[[ Extract open ]]
It came to be that I was lying awake, twitching at 1 am Christmas Day, in my parents’ guest bed in Burnaby. Even the catt had made his peace with the new surroundings and was curled up tidily on my feet. Saint Aardvark dreamt of opensource fairies with nary a quiver.
I, though. I.
Two days ago, after an ordinary morning, it came to be that I was walking blindly home from work at 2 pm in the beginning stages of what would be, at its highest, a 103.5 F fever and at its lowest, a rotten sinus infection.
In an effort to bring the fever down, I swigged Tylenol, Ibuprofen (alas, it cannot do everything) and finally Tylenol Cold (night), with its magical decongestent and pain and fever relieving qualities. SA assured me that the Tylenol Cold would knock me flat on my ass until morning. It didn’t. I lay awake, wondering if my fever was lower, willing myself not to turn on the light and check, drinking more water and then, predictably, having to argue myself out of bed to the bathroom.
[[ Extract closed ]]
= Complete the following =
(1) In the post about the Christmas fever, how high did the fever reach at its highest?
(2) In the post about the Christmas fever, why does the writer take Tylenol Cold (night)? Answer in one to three sentences.
(3) Copy word for word the part of the post about the Christmas fever starting at "It came to be that I was lying" and ending at "I, though. I.".
[[ Excerpted records open ]]
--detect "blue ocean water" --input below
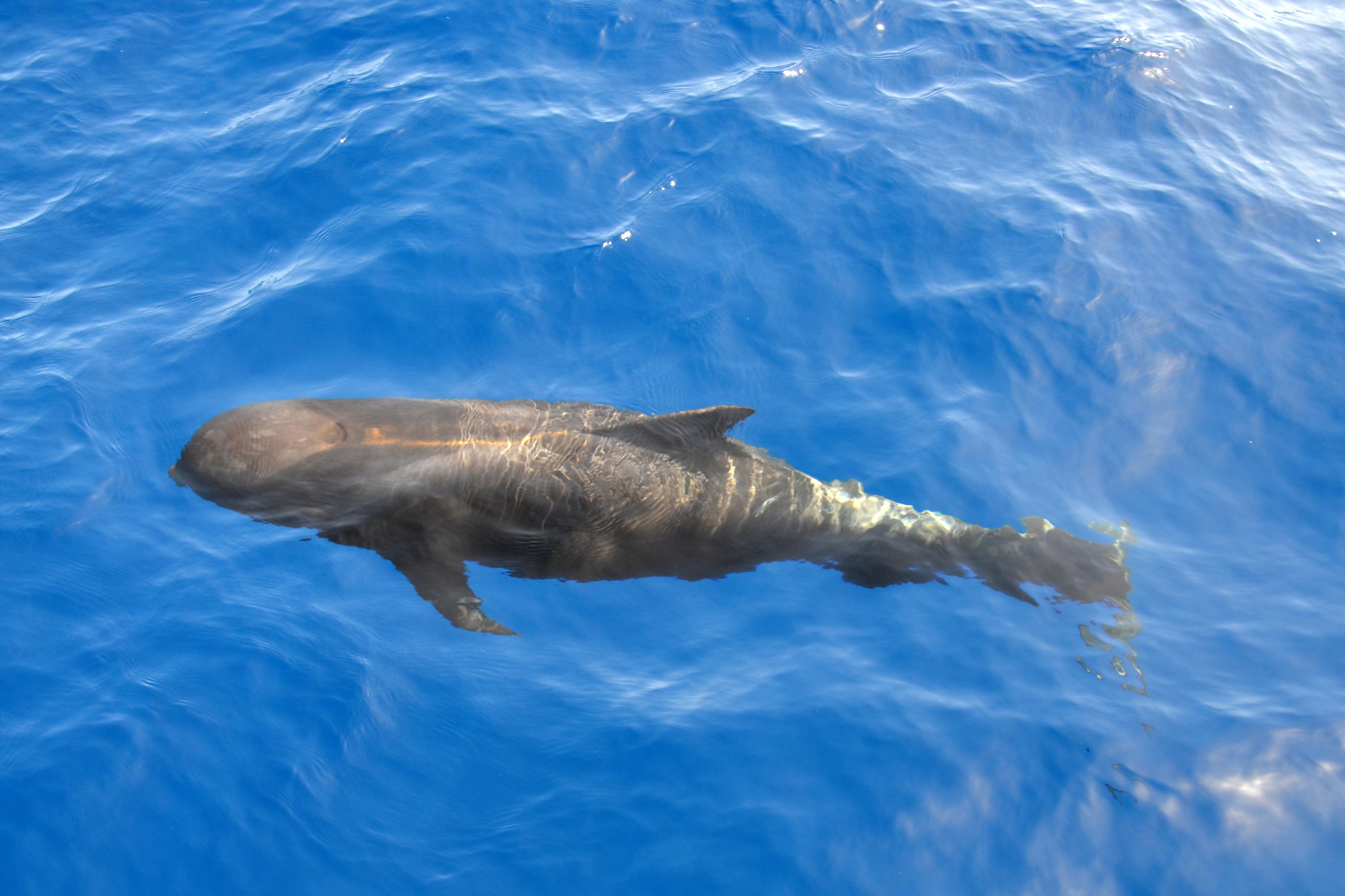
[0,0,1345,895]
[[ Excerpted records closed ]]
[[ Excerpted records open ]]
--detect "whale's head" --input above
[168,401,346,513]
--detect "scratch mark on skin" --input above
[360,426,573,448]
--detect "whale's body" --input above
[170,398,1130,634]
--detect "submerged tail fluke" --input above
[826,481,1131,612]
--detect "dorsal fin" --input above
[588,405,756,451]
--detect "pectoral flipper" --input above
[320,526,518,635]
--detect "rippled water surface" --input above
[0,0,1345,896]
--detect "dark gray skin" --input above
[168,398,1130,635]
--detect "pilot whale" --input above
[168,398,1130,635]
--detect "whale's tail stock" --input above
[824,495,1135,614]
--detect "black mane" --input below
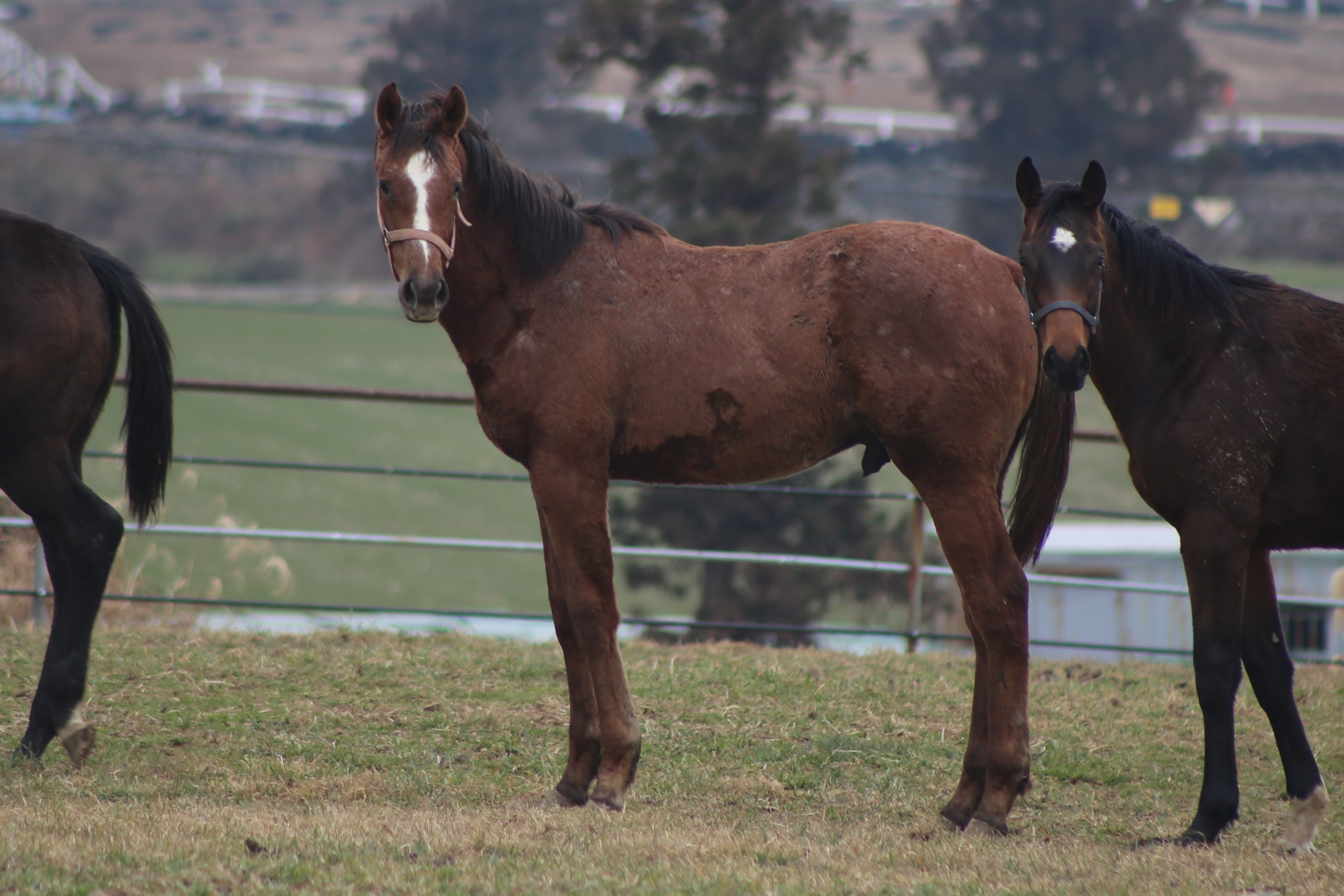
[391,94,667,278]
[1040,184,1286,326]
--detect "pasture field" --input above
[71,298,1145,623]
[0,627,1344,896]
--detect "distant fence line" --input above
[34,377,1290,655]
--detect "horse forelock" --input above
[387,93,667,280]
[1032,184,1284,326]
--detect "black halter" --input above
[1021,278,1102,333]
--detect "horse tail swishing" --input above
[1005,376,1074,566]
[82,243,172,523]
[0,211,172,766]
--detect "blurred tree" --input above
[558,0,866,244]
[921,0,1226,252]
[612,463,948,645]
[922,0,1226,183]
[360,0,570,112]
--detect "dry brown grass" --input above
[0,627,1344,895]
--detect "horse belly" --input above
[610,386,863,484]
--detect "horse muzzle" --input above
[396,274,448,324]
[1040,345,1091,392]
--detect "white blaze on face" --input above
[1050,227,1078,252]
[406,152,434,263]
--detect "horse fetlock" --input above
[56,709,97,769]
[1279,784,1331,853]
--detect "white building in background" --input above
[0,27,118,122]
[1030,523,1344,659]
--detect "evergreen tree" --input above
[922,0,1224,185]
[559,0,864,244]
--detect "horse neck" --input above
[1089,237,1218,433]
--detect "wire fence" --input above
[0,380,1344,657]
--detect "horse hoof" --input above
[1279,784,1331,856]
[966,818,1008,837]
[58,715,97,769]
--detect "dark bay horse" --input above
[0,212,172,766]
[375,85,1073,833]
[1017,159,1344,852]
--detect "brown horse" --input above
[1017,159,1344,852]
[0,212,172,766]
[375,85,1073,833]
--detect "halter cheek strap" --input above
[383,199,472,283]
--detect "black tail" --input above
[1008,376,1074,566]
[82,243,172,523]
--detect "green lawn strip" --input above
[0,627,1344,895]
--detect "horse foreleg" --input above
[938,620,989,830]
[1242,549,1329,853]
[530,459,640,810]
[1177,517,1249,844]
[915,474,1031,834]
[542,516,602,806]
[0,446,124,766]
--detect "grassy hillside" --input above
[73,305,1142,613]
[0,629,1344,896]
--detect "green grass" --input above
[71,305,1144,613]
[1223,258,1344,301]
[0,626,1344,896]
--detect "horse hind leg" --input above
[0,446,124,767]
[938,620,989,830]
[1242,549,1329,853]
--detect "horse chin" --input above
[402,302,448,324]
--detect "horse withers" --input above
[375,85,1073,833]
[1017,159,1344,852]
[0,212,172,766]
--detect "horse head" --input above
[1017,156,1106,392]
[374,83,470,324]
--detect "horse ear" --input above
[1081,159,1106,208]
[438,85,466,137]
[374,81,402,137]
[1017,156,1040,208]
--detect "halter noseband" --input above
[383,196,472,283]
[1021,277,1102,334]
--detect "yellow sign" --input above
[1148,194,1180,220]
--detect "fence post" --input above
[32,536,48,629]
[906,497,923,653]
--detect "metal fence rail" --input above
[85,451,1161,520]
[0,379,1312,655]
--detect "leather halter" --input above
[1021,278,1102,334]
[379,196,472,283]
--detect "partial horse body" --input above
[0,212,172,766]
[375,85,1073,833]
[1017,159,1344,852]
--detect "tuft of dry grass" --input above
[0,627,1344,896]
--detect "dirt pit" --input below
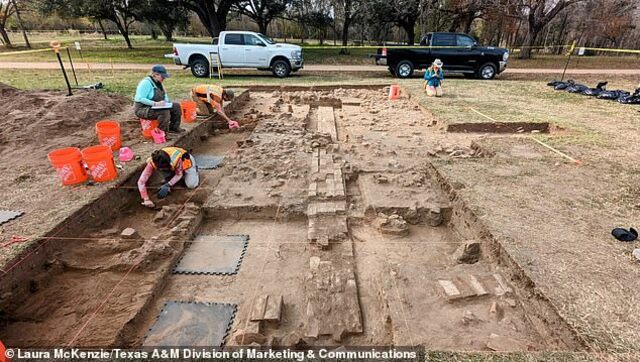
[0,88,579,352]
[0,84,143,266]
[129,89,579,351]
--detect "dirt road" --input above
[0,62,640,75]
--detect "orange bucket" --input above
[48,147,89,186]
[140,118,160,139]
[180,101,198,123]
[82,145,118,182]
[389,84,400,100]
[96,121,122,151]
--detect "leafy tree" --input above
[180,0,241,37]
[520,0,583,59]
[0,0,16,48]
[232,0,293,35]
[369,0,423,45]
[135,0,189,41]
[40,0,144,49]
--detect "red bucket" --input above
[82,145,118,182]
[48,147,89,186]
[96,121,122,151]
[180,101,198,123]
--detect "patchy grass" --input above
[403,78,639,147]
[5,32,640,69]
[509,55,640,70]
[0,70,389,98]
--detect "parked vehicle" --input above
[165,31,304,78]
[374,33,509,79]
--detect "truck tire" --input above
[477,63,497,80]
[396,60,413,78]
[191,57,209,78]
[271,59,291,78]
[[ Excerpted records closed ]]
= Answers =
(1) 103.5 F

(2) The writer takes it to bring the fever down. Tylenol Cold is described as having decongestant, pain-relieving and fever-relieving qualities.

(3)
It came to be that I was lying awake, twitching at 1 am Christmas Day, in my parents’ guest bed in Burnaby. Even the catt had made his peace with the new surroundings and was curled up tidily on my feet. Saint Aardvark dreamt of opensource fairies with nary a quiver.
I, though. I.